++++ STORED RECORDS

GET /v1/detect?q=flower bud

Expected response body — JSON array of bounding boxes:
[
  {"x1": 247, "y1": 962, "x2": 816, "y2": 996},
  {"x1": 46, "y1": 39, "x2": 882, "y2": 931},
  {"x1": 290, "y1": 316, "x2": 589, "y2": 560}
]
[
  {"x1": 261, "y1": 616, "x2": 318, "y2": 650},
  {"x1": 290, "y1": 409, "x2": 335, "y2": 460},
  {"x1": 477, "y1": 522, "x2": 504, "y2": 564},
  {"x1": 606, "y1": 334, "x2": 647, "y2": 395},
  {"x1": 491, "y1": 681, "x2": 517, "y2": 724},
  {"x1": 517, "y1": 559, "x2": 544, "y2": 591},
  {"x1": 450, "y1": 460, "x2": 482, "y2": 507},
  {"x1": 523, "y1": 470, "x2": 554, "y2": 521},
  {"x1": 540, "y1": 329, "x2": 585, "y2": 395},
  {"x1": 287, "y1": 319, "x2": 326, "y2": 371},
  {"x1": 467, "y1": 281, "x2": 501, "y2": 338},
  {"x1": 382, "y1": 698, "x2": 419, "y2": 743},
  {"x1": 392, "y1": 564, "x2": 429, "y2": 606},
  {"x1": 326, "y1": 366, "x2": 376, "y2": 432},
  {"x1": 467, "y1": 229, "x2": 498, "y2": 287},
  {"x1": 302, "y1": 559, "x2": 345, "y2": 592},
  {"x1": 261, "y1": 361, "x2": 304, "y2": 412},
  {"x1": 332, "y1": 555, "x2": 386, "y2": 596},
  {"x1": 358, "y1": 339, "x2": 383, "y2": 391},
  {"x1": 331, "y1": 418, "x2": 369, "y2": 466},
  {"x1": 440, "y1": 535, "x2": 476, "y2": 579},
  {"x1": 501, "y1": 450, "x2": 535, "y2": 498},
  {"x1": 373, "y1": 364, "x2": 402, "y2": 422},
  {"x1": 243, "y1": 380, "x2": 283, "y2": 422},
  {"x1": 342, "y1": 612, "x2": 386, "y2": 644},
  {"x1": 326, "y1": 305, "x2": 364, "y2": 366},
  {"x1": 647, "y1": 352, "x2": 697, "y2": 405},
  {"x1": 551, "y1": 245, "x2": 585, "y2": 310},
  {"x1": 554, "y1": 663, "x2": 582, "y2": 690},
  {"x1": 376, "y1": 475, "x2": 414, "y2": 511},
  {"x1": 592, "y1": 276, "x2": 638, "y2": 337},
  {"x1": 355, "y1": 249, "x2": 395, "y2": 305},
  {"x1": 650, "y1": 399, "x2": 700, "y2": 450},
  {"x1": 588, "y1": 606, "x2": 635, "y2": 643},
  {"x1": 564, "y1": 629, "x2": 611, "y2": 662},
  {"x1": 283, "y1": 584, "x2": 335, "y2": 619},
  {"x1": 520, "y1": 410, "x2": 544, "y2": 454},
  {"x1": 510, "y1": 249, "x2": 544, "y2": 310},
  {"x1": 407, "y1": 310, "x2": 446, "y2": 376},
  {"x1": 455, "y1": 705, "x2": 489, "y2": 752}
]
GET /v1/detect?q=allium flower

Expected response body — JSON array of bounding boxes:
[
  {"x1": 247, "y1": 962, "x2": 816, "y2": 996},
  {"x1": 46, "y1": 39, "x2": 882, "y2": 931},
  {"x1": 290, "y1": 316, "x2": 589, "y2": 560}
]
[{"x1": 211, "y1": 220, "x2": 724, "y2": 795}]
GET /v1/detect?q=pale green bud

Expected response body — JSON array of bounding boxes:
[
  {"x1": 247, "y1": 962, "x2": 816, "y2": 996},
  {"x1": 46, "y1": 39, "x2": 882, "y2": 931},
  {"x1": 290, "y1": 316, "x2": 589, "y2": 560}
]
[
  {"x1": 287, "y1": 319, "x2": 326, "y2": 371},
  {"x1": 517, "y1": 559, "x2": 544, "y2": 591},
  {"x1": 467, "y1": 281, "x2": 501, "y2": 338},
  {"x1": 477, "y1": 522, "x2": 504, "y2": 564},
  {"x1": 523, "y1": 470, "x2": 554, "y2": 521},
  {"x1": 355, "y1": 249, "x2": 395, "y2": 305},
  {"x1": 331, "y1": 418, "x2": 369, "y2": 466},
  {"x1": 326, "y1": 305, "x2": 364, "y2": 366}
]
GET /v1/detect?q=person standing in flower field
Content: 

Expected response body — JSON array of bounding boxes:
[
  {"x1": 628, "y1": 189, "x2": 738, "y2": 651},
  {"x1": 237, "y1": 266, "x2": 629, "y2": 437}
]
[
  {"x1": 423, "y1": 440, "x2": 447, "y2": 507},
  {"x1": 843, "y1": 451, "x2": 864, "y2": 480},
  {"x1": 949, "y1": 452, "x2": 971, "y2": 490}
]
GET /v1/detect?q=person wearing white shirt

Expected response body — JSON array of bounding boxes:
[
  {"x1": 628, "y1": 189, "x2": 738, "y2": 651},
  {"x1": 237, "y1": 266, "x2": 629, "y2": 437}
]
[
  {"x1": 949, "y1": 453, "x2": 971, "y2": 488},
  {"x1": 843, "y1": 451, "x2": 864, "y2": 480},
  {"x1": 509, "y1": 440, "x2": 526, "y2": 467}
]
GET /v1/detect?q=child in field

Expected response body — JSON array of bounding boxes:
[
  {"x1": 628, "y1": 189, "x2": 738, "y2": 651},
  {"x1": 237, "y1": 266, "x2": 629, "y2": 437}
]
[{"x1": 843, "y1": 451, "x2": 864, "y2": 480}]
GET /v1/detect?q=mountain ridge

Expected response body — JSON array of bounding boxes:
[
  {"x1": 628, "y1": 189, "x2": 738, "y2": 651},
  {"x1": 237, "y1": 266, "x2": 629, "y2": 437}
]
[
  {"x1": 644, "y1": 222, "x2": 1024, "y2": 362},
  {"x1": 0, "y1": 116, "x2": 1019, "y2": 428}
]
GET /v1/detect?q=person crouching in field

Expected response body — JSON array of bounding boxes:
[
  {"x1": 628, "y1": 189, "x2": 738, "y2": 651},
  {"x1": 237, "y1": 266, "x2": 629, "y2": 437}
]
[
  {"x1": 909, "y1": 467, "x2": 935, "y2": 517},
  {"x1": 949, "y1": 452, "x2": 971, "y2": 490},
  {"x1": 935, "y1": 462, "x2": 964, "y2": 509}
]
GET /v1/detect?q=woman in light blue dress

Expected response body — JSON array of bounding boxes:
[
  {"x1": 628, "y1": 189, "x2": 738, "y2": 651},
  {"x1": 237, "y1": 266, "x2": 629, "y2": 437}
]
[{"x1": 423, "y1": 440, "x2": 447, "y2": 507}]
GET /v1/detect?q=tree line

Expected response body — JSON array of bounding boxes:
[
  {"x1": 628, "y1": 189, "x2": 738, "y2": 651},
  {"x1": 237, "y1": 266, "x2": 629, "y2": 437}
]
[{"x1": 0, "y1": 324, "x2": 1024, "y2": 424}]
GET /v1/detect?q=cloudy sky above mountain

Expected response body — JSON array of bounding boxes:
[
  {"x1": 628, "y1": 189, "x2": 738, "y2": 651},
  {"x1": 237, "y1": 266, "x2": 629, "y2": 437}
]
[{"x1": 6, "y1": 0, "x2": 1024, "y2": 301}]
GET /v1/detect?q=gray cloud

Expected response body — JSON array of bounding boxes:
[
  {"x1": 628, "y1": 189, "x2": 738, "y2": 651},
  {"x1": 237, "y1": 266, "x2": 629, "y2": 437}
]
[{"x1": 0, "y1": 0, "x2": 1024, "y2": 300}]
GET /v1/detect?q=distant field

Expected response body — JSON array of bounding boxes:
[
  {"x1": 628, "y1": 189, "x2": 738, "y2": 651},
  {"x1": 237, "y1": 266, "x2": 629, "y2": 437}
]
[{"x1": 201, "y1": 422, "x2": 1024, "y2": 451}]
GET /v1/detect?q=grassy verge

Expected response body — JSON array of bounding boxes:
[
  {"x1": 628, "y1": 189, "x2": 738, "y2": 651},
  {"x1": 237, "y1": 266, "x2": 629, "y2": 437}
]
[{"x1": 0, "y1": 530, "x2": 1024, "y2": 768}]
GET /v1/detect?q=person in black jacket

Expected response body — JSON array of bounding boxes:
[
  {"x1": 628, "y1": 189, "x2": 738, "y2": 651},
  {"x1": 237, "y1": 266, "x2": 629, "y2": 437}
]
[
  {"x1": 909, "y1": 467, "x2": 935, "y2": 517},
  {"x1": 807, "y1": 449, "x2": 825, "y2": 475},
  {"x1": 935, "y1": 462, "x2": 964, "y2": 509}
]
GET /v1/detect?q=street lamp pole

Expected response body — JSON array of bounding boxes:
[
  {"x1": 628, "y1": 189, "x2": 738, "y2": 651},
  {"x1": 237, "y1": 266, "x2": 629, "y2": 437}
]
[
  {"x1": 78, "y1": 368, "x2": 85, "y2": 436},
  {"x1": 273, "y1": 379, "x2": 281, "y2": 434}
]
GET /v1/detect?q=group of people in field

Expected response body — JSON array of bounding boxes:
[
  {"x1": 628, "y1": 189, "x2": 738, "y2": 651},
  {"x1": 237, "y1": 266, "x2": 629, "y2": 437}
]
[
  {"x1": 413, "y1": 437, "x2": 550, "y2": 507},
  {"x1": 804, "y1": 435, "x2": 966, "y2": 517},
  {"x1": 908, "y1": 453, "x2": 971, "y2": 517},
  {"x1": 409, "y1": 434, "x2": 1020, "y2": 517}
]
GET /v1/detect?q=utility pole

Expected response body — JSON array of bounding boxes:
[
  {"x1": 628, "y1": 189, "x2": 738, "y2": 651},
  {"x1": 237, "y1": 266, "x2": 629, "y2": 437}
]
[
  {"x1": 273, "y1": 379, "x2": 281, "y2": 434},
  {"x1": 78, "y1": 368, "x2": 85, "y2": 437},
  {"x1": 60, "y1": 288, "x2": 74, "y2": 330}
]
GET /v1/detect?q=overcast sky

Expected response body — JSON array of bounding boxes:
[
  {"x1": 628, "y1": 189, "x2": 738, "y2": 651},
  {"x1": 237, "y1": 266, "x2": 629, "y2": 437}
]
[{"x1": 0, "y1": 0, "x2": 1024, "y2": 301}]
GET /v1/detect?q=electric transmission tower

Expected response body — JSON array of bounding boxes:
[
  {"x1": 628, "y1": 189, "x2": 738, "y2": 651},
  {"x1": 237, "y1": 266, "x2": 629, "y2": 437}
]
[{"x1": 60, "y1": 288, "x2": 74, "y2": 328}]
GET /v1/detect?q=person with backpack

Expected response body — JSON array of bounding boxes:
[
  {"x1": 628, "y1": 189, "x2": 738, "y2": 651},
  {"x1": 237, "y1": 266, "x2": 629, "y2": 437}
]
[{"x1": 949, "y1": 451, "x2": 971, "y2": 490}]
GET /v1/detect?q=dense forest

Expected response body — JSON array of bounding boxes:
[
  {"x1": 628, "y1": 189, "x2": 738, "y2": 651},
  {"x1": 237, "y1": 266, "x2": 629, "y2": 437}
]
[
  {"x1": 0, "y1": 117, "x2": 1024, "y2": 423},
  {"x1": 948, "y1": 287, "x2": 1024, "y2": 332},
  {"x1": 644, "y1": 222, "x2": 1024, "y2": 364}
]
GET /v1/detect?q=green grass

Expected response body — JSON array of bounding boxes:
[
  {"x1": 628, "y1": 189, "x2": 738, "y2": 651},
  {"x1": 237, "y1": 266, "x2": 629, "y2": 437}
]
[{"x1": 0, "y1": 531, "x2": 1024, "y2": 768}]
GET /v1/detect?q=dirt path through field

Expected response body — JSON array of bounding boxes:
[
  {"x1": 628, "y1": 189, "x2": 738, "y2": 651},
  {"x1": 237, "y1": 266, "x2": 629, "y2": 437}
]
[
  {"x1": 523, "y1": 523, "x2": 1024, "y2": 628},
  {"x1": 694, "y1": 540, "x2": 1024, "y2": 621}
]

++++++++

## EXERCISE
Please copy everything from the line containing "GET /v1/detect?q=green grass" down to the end of the entries, and rescale the answer coordinates by multiplying each by 1.2 and rounding to whole numbers, halves up. Keep the requests and their sample boxes unchanged.

## WRITTEN REPLY
GET /v1/detect?q=green grass

Expected response body — JSON array of bounding boxes:
[
  {"x1": 628, "y1": 189, "x2": 738, "y2": 651},
  {"x1": 237, "y1": 266, "x2": 629, "y2": 437}
]
[{"x1": 0, "y1": 637, "x2": 1229, "y2": 922}]
GET /v1/detect?q=dirt path through field

Expected response body — JSON array of bounding boxes:
[
  {"x1": 628, "y1": 189, "x2": 738, "y2": 651},
  {"x1": 237, "y1": 266, "x2": 629, "y2": 437}
]
[
  {"x1": 628, "y1": 628, "x2": 1229, "y2": 754},
  {"x1": 833, "y1": 648, "x2": 1229, "y2": 745}
]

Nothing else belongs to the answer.